[Text passage]
==================================================

Nasty Letters To Crooked Politicians

As we enter a new era of politics, we hope to see that Obama has the courage to fight the policies that Progressives hate. Will he have the fortitude to turn the economic future of America to help the working man? Or will he turn out to be just a pawn of big money, as he seems to be right now.

Saturday, September 17, 2005

Arianna: Great journalism...

Karl Rove's Big Easy
Posted September 15, 2005 at 8:03 p.m. EDT

Creating an independent, bipartisan commission to look into what went so horribly wrong with the response to Katrina is not only an idea supported by an overwhelming majority of the American people -- including 64% of Republicans -- it's also, unarguably, the right thing to do.

After all, we're not talking about a witch hunt to ferret out which public officials should be pilloried in the public square (although surely more than a few members of the administration deserve a good thrashing -- uh, I mean Medal of Freedom) but a chance to make sure that the same mistakes aren't made when the dreaded next terrorist attack hits us. If we look at Katrina as a very wet dry run for our response to Hurricane Osama, an independent commission should have been empanelled the second the bodies started piling up in New Orleans.

==================================================

(Pointing records for named objects)
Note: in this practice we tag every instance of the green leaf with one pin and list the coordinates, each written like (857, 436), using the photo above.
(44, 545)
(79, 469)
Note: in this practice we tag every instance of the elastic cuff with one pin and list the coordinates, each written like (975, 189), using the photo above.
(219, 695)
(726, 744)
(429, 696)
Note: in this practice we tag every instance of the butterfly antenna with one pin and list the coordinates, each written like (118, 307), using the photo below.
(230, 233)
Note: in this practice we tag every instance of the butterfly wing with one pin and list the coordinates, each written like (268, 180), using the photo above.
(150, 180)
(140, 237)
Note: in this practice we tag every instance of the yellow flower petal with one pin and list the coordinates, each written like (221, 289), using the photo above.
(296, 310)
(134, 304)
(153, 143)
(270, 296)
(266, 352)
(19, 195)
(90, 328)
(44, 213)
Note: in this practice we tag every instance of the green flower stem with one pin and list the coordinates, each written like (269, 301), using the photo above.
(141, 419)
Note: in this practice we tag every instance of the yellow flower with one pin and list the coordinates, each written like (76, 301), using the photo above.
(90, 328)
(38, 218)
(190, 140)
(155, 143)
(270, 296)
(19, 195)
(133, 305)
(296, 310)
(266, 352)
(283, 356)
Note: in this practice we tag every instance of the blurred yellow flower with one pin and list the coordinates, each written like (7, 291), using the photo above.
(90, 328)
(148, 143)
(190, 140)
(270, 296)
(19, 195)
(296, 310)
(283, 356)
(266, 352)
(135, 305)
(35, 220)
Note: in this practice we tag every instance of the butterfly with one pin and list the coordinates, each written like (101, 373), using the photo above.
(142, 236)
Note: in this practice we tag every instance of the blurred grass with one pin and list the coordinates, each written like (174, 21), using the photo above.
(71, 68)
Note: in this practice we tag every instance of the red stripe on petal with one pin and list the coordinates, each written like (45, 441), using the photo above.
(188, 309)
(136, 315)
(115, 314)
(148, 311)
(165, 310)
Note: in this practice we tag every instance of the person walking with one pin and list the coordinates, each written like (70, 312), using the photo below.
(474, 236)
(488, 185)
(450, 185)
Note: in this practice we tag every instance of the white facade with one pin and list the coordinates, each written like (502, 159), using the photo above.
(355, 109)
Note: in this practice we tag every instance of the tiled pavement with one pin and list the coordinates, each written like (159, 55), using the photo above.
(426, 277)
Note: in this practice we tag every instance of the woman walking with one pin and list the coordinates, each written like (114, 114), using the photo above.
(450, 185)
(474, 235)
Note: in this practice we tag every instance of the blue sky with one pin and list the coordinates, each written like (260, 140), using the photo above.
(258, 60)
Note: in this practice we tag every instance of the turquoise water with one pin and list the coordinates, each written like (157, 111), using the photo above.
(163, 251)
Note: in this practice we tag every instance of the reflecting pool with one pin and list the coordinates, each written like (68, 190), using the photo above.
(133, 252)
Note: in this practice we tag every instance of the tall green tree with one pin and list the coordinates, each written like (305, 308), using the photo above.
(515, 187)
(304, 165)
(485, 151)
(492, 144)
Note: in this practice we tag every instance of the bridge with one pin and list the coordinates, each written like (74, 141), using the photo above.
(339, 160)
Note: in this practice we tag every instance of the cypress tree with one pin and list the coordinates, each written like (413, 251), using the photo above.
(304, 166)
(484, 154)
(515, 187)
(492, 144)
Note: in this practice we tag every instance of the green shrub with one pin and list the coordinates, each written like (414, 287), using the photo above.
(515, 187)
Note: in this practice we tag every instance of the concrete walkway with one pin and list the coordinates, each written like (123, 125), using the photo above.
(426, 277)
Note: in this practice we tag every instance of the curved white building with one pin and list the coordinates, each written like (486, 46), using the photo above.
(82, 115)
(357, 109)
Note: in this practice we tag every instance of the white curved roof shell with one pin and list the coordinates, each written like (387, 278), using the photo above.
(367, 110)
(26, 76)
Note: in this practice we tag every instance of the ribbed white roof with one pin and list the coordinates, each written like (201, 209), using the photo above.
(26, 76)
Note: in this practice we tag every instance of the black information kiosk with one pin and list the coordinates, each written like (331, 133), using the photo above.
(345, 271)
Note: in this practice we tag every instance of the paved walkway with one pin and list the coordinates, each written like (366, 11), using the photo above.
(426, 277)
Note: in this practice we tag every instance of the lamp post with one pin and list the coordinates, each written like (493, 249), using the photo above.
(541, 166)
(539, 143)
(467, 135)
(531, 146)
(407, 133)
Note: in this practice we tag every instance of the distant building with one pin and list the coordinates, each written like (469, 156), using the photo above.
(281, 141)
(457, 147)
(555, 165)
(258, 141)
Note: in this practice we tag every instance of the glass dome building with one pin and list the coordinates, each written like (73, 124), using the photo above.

==================================================

[To-do list]
**a.** List every personal name that appears in the political blog text, including any name used as part of a longer phrase.
**b.** Extend the political blog post about a Katrina commission, picking up after its final sentence.

[Task answers]
**a.** Obama, Arianna, Karl Rove, Osama

**b.**
And it's not like this kind of fast-track fact-gathering is without precedent. The first of nine investigations into the failures that led to Pearl Harbor convened 11 days after that attack. And LBJ created the Warren Commission seven days after President Kennedy was assassinated.

But a full, public, and unbiased accounting is the last thing the White House and its Congressional allies want. Hence Wednesday's straight party-line vote. Not surprisingly, the GOP prefers the fox guarding the henhouse approach of having a Republican-controlled Congressional panel investigate Katrina.

Of course, we've seen this foot-dragging, stonewalling, anything-to-avoid-looking-in-the-mirror tactic before. It took 14 months -- and a candlelight vigil outside the White House by the 9/11 families -- before Bush finally relented and the 9/11 Commission was created. Is that kind of public shaming what it's going to take to get to the truth about Katrina? If so, let's not wait 14 months to have the families of Katrina's victims gather outside the White House demanding answers.

There is too much at stake to let Bush and the GOP Congress play politics with our lives.

And speaking of playing politics, I love how the news that Karl Rove has been placed in charge of the reconstruction effort was buried in the ninth paragraph of a twelve-paragraph New York Times story on Bush's big speech.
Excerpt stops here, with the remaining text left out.